EXERCISE DESCRIPTION.
Filter the entries for the word "pine". Copy each line that has it.

INPUT.
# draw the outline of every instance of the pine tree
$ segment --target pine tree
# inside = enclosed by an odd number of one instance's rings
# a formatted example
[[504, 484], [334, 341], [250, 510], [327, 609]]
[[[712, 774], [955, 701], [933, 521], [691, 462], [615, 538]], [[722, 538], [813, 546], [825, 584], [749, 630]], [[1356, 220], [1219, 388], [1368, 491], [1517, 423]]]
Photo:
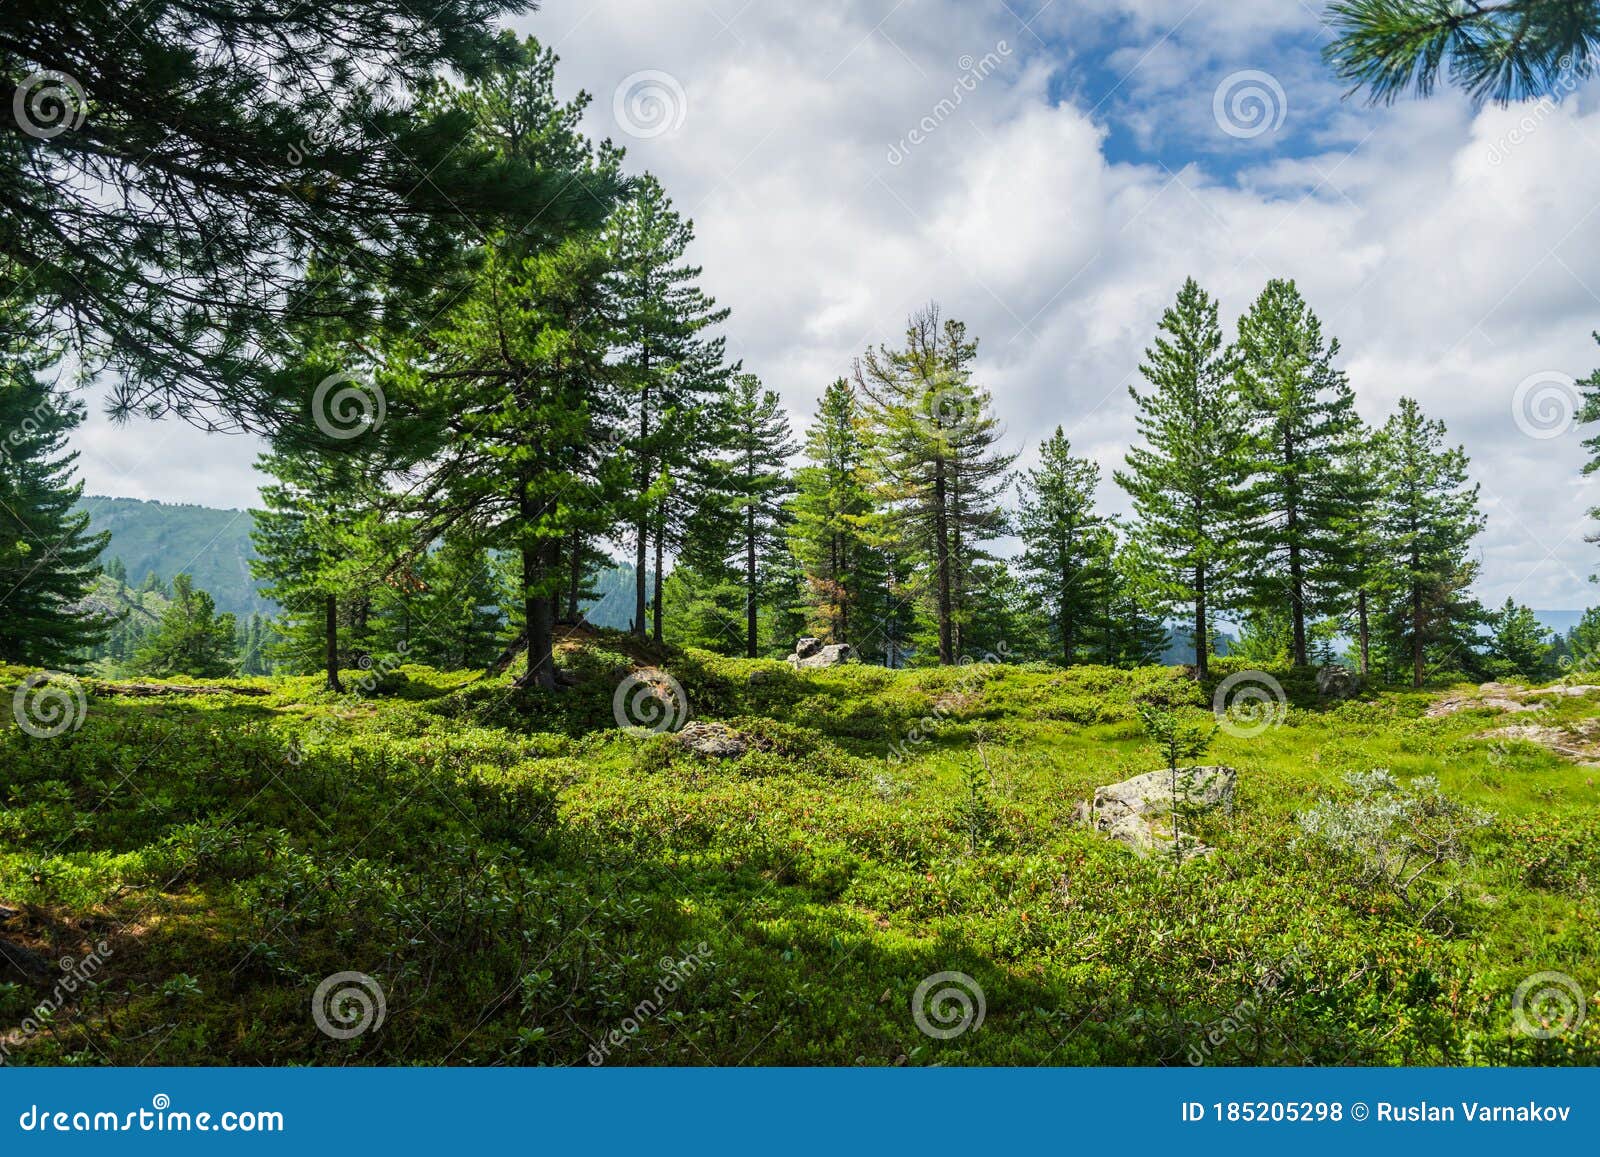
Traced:
[[[496, 18], [529, 6], [0, 5], [0, 300], [29, 286], [87, 365], [111, 365], [125, 413], [275, 423], [299, 398], [271, 354], [303, 255], [408, 301], [454, 272], [475, 220], [604, 217], [603, 190], [499, 166], [467, 110], [414, 100], [481, 75], [504, 51]], [[373, 299], [337, 304], [353, 316]]]
[[419, 568], [406, 654], [444, 670], [481, 668], [500, 651], [499, 574], [476, 543], [447, 538]]
[[[693, 240], [694, 223], [678, 215], [660, 182], [648, 174], [617, 207], [607, 231], [617, 268], [617, 360], [634, 416], [625, 440], [633, 483], [633, 629], [645, 636], [653, 606], [658, 641], [667, 539], [681, 539], [691, 506], [669, 502], [668, 492], [675, 480], [684, 481], [706, 411], [727, 387], [723, 339], [708, 331], [725, 321], [728, 311], [696, 284], [700, 267], [684, 262]], [[652, 573], [653, 598], [646, 588]]]
[[[1390, 575], [1383, 536], [1386, 505], [1383, 432], [1357, 420], [1341, 471], [1339, 503], [1329, 520], [1338, 544], [1325, 562], [1322, 579], [1346, 630], [1354, 629], [1356, 666], [1362, 678], [1372, 671], [1372, 616], [1384, 598]], [[1353, 623], [1352, 623], [1353, 620]]]
[[1478, 564], [1468, 557], [1483, 529], [1478, 487], [1467, 481], [1467, 455], [1445, 445], [1444, 423], [1401, 398], [1381, 442], [1392, 594], [1385, 628], [1392, 653], [1409, 657], [1421, 687], [1430, 650], [1443, 664], [1470, 655], [1481, 609], [1467, 593]]
[[[506, 171], [560, 169], [609, 208], [619, 157], [578, 132], [587, 95], [556, 98], [554, 57], [531, 38], [506, 48], [497, 69], [440, 99], [473, 114], [477, 140]], [[550, 236], [525, 212], [498, 224], [470, 287], [426, 333], [396, 343], [388, 372], [400, 403], [438, 432], [410, 462], [419, 535], [516, 552], [521, 682], [551, 689], [564, 545], [610, 529], [623, 481], [611, 437], [616, 266], [598, 231]]]
[[1100, 467], [1075, 458], [1060, 426], [1040, 448], [1039, 466], [1023, 477], [1017, 530], [1022, 564], [1049, 609], [1061, 661], [1078, 661], [1079, 645], [1095, 627], [1109, 584], [1107, 520], [1094, 509]]
[[790, 547], [804, 570], [811, 628], [831, 643], [855, 643], [853, 628], [881, 603], [882, 559], [871, 543], [873, 479], [860, 399], [850, 383], [829, 384], [806, 431], [806, 465], [795, 471]]
[[216, 613], [216, 603], [187, 574], [172, 578], [172, 603], [134, 656], [149, 675], [193, 675], [215, 679], [231, 675], [238, 642], [231, 614]]
[[111, 536], [75, 509], [83, 483], [66, 447], [83, 406], [43, 377], [59, 356], [21, 303], [0, 302], [0, 656], [38, 666], [70, 665], [112, 626], [74, 607]]
[[982, 544], [1005, 530], [996, 501], [1015, 454], [1000, 438], [988, 390], [973, 381], [978, 343], [940, 322], [937, 306], [913, 314], [905, 345], [869, 350], [855, 381], [868, 399], [875, 473], [898, 549], [931, 571], [929, 610], [939, 662], [957, 661]]
[[787, 500], [794, 492], [788, 461], [796, 447], [778, 395], [761, 388], [754, 374], [735, 374], [724, 403], [728, 459], [723, 485], [728, 512], [738, 529], [739, 565], [744, 591], [744, 653], [760, 654], [760, 604], [769, 594], [767, 578], [787, 552]]
[[1489, 640], [1491, 669], [1497, 678], [1538, 681], [1550, 674], [1553, 650], [1550, 631], [1527, 607], [1507, 598], [1491, 617], [1493, 634]]
[[1591, 0], [1339, 0], [1328, 26], [1335, 73], [1382, 104], [1441, 75], [1474, 100], [1548, 96], [1592, 76], [1600, 48]]
[[1239, 320], [1234, 383], [1246, 428], [1235, 531], [1250, 605], [1276, 605], [1290, 629], [1289, 660], [1308, 661], [1306, 618], [1331, 605], [1331, 579], [1348, 569], [1338, 520], [1346, 513], [1347, 456], [1359, 429], [1355, 395], [1333, 365], [1292, 281], [1267, 283]]
[[1117, 484], [1133, 499], [1134, 547], [1153, 593], [1190, 608], [1195, 677], [1209, 674], [1212, 615], [1233, 593], [1230, 534], [1237, 517], [1239, 407], [1229, 382], [1217, 306], [1189, 278], [1161, 318], [1140, 367], [1153, 392], [1128, 392], [1144, 445], [1127, 454]]

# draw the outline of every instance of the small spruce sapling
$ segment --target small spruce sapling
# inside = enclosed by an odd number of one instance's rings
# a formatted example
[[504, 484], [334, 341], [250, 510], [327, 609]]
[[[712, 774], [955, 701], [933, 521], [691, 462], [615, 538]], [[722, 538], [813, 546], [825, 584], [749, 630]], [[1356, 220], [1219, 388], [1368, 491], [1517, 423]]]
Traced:
[[[1204, 754], [1206, 748], [1211, 746], [1211, 741], [1216, 737], [1218, 725], [1215, 722], [1199, 723], [1184, 718], [1183, 715], [1164, 707], [1158, 703], [1135, 703], [1139, 712], [1139, 721], [1144, 724], [1145, 734], [1155, 744], [1156, 750], [1161, 753], [1161, 758], [1167, 762], [1167, 772], [1172, 784], [1172, 861], [1174, 866], [1183, 863], [1183, 839], [1179, 830], [1178, 813], [1182, 798], [1179, 787], [1178, 765], [1188, 760], [1195, 759]], [[1191, 779], [1193, 769], [1189, 769], [1184, 778]], [[1185, 789], [1190, 785], [1184, 784]]]

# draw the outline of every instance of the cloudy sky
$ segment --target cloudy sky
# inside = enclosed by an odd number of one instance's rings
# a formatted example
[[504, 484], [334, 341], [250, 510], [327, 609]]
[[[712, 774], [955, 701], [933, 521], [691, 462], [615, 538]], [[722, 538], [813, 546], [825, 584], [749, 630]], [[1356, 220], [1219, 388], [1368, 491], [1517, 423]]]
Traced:
[[[545, 0], [518, 22], [694, 219], [733, 355], [797, 428], [929, 302], [981, 339], [1028, 464], [1056, 425], [1104, 466], [1187, 275], [1231, 327], [1292, 277], [1360, 410], [1417, 397], [1466, 445], [1480, 594], [1595, 601], [1574, 375], [1600, 365], [1600, 112], [1370, 109], [1317, 0]], [[80, 432], [89, 492], [247, 506], [256, 447], [173, 422]]]

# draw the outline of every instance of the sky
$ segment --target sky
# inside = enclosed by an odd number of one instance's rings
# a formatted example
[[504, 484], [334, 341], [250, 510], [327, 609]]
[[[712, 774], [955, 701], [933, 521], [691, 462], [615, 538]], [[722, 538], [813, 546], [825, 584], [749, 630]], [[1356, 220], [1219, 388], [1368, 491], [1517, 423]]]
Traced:
[[[730, 355], [797, 431], [937, 302], [980, 339], [1019, 467], [1059, 425], [1126, 512], [1128, 386], [1183, 279], [1231, 330], [1290, 277], [1364, 418], [1410, 395], [1466, 447], [1479, 595], [1600, 602], [1573, 385], [1600, 367], [1595, 85], [1371, 108], [1323, 65], [1313, 0], [544, 0], [514, 26], [693, 219]], [[91, 409], [89, 493], [255, 502], [251, 439]]]

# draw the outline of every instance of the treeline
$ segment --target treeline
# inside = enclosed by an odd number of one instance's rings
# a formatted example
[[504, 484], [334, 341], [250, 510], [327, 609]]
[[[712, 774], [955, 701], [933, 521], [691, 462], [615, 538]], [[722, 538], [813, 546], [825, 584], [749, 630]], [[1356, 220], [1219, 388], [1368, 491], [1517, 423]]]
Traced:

RESPONSE TO THE TASK.
# draw the outline of every instance of the pine tree
$ segment --target pine tree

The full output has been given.